(Annotated coordinate records)
☆ ☆ ☆ ☆ ☆ ☆ ☆
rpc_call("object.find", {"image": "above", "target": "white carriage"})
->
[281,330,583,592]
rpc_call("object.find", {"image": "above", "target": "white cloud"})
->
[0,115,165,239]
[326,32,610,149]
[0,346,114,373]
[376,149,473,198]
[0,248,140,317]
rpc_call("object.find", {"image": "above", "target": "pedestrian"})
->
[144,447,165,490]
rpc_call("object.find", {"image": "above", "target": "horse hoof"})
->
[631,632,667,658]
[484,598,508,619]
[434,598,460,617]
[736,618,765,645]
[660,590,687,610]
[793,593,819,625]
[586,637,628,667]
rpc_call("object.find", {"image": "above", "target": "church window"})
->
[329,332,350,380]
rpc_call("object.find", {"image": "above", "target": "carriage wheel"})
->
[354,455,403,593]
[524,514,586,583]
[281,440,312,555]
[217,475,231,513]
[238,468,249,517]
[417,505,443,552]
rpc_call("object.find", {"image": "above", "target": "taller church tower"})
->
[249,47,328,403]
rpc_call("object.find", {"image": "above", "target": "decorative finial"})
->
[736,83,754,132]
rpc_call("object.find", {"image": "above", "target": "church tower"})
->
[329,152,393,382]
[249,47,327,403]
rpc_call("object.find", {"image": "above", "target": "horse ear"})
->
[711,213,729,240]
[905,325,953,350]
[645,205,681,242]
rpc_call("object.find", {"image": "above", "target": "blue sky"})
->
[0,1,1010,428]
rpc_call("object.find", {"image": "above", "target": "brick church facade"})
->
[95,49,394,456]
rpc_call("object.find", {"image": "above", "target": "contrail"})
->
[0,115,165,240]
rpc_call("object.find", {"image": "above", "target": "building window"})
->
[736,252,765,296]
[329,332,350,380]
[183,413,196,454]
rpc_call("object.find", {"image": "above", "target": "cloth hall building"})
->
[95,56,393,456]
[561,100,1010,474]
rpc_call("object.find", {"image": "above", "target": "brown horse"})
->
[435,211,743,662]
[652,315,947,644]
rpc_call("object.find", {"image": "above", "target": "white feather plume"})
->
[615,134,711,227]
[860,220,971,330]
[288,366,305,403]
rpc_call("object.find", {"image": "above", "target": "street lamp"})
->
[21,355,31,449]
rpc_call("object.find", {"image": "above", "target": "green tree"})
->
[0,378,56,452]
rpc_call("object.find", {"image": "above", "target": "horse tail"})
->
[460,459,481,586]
☆ ☆ ☆ ☆ ☆ ☆ ☆
**Instruction**
Reproduce every line of the data, requests included, starting at the beginning and ending with the line that contains "[144,447,165,490]", including that line. Add -100 to every coordinate in the answers.

**Output for this task**
rpc_call("object.find", {"image": "above", "target": "white carriage"})
->
[181,230,483,492]
rpc_call("object.find", {"image": "above", "target": "white cloud"})
->
[-100,15,65,139]
[226,-68,510,49]
[-100,246,14,273]
[276,49,373,98]
[-100,148,40,217]
rpc_call("object.find", {"image": "above", "target": "pedestrian"})
->
[44,347,65,390]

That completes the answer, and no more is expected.